─── Supplied passage

I just read CapGemini’s Smart factories @ scale report. Some of the numbers in it caught my eye.
The report is good and the methodology seems solid. And yet I believe that with such self-reported research, we need to take the findings with a grain of salt. I will be doing some critical analysis in this post.
However, here’s a disclaimer. In recent years, I’ve been investing a large portion of my time convincing manufacturers that a modern, flexible, modular and scalable MES (Manufacturing Execution System) is the essential backbone of a successful smart manufacturing transformation. So, while some may find this analysis biased, I have researched data points confirming this theory.
#1 – MES is #1 in perceived benefit potential
One of the data points I immediately seized on is in the graphic. It indicates that executives understand MES has the potential to deliver benefits. It is also one of the most widely implemented of the technologies included in this report.
#2 – 1000 respondents above $1 billion
The survey included 1,000 manufacturers, all with annual revenues above $1 billion. This data point alone shows that many larger companies are pursuing Smart Manufacturing. The future is exciting for anyone working in this area.

──────

Given exercise:
Can you reproduce the post on the smart factories report word for word, from "I just read" up to and including "confirming this theory."?

─── Data entries

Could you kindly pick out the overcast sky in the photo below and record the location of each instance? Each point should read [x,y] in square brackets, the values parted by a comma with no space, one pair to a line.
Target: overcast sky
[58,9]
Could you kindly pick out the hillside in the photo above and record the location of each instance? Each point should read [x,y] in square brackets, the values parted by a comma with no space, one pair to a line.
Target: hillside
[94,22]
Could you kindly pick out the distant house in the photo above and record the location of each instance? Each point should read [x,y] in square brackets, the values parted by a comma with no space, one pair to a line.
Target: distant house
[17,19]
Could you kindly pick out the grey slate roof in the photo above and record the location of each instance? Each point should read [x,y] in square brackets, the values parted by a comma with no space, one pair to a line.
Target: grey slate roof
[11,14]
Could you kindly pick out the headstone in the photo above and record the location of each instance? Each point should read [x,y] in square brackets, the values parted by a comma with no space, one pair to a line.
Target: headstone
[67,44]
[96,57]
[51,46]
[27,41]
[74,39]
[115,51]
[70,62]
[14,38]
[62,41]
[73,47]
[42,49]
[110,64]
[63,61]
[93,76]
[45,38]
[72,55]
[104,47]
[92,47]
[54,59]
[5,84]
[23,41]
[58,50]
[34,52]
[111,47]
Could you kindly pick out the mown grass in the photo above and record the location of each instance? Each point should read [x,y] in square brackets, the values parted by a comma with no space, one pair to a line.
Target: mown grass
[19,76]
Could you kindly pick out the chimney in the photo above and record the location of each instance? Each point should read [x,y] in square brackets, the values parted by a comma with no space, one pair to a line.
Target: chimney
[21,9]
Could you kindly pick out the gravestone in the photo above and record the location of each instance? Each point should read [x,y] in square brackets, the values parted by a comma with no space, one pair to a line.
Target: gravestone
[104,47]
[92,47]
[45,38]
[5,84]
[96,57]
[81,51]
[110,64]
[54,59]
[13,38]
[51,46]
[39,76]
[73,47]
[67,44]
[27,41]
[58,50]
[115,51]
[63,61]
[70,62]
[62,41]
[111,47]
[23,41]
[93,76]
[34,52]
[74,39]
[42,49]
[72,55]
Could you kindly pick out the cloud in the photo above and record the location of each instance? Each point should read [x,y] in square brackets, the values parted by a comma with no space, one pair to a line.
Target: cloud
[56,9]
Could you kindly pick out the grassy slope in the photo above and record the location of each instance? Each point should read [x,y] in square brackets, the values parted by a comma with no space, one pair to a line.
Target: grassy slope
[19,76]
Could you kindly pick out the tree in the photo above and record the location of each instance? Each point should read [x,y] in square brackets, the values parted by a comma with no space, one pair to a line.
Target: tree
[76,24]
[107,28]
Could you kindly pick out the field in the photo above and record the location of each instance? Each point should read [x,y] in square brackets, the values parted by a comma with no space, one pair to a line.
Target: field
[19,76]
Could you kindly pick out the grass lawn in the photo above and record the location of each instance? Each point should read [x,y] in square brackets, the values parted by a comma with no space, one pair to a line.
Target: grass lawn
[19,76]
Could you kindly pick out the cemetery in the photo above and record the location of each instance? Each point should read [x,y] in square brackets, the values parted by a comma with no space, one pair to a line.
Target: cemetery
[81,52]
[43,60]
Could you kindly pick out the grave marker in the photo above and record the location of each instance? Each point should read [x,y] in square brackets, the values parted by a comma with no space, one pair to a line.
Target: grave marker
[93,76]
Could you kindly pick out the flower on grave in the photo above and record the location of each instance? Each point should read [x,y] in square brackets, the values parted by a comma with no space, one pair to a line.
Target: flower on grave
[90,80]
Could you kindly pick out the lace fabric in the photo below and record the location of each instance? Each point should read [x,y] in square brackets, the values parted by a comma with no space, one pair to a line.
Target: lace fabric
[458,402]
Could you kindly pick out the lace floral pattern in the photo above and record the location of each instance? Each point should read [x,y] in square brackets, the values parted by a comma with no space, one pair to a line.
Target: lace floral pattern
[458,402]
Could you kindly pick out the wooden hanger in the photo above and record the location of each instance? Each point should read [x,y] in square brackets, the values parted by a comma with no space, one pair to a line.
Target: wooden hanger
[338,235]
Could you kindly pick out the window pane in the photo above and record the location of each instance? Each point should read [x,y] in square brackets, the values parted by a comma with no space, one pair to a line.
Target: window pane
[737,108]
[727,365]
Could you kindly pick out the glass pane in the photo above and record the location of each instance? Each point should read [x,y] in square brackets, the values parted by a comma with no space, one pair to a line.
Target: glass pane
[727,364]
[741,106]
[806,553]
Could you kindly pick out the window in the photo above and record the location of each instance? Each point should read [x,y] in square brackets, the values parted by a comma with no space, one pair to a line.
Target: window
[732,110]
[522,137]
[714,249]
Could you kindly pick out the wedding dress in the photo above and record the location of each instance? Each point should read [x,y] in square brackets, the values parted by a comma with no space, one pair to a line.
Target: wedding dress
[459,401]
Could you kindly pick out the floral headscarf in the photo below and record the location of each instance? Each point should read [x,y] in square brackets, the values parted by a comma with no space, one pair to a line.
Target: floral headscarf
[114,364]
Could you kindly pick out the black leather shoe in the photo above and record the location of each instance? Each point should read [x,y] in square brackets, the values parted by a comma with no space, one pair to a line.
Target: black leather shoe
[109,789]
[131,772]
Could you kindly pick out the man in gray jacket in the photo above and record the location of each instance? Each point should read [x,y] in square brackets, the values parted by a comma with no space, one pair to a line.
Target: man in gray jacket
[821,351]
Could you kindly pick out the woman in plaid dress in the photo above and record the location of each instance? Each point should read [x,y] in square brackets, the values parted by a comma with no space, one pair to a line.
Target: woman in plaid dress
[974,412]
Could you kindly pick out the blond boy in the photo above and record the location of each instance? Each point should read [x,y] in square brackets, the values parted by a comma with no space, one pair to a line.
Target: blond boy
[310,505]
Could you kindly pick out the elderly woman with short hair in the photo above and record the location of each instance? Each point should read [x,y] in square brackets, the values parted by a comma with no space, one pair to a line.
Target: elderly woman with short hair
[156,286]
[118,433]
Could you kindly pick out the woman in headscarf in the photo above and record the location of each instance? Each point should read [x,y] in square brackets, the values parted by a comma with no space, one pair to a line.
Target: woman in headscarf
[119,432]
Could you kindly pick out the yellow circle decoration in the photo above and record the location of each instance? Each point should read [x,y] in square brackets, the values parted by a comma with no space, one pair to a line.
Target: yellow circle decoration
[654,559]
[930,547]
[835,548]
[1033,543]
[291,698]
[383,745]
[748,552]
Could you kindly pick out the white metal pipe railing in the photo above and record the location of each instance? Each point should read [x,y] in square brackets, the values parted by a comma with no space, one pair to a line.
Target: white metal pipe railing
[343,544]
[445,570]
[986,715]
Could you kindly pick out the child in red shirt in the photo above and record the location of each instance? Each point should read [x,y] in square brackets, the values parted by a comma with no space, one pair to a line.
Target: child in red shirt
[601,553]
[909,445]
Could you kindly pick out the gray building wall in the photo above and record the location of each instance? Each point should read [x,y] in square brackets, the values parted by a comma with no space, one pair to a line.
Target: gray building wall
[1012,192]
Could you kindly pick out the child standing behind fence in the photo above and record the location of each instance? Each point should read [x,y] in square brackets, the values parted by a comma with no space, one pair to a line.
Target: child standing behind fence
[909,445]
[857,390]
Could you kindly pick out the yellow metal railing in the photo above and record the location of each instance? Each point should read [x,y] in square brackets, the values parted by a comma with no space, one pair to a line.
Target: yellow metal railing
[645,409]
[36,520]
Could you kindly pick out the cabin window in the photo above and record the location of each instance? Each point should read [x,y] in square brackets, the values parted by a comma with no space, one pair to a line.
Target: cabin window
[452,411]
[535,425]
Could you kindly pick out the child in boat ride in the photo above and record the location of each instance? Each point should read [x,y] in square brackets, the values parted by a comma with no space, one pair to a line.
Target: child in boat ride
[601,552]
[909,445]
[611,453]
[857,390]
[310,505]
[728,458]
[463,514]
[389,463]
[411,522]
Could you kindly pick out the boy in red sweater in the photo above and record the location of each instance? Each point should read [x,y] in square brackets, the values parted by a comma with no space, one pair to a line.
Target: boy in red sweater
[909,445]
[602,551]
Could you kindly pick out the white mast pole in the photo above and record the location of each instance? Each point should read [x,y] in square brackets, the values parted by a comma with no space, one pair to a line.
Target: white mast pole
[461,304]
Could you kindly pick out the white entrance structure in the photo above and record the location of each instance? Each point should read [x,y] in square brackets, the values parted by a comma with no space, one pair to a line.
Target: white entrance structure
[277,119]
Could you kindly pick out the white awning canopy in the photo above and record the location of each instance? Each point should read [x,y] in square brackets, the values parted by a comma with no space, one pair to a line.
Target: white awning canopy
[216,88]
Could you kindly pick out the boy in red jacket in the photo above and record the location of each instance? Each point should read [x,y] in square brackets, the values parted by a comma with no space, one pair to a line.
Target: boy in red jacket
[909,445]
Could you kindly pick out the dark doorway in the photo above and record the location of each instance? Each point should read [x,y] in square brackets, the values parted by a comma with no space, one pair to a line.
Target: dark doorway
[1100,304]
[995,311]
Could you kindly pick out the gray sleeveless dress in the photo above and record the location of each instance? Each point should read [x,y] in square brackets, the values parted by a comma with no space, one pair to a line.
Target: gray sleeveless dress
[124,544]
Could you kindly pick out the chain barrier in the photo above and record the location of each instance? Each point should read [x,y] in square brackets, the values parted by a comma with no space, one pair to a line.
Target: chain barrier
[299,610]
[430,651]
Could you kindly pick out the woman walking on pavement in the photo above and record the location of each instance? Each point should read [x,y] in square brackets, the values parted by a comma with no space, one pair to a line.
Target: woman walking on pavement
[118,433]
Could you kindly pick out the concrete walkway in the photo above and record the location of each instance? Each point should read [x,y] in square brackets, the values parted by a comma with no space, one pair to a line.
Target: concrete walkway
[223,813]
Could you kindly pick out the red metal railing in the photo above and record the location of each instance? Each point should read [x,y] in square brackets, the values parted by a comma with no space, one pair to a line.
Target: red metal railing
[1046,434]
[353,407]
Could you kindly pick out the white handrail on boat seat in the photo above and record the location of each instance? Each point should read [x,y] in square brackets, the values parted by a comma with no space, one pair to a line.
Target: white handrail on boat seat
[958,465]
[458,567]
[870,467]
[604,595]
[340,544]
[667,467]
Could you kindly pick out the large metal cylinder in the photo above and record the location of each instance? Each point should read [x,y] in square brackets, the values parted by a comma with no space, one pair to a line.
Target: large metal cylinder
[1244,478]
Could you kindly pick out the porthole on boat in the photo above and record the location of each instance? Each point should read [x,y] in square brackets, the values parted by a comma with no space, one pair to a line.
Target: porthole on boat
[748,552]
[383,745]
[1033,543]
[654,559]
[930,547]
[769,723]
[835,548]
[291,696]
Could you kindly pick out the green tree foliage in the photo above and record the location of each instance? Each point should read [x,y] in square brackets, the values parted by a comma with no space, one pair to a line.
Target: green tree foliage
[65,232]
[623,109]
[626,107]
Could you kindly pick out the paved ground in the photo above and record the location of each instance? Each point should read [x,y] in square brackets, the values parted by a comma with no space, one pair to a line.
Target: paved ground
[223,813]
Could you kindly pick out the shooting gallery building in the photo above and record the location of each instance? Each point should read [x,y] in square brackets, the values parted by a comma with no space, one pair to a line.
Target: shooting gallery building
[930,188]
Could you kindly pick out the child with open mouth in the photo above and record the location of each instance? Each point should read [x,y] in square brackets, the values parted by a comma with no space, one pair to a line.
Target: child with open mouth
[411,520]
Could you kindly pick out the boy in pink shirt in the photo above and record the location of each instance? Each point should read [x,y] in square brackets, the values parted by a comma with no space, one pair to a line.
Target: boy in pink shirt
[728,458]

──────

Result of this task:
I just read CapGemini’s Smart factories @ scale report. Some of the numbers in it caught my eye.
The report is good and the methodology seems solid. And yet I believe that with such self-reported research, we need to take the findings with a grain of salt. I will be doing some critical analysis in this post.
However, here’s a disclaimer. In recent years, I’ve been investing a large portion of my time convincing manufacturers that a modern, flexible, modular and scalable MES (Manufacturing Execution System) is the essential backbone of a successful smart manufacturing transformation. So, while some may find this analysis biased, I have researched data points confirming this theory.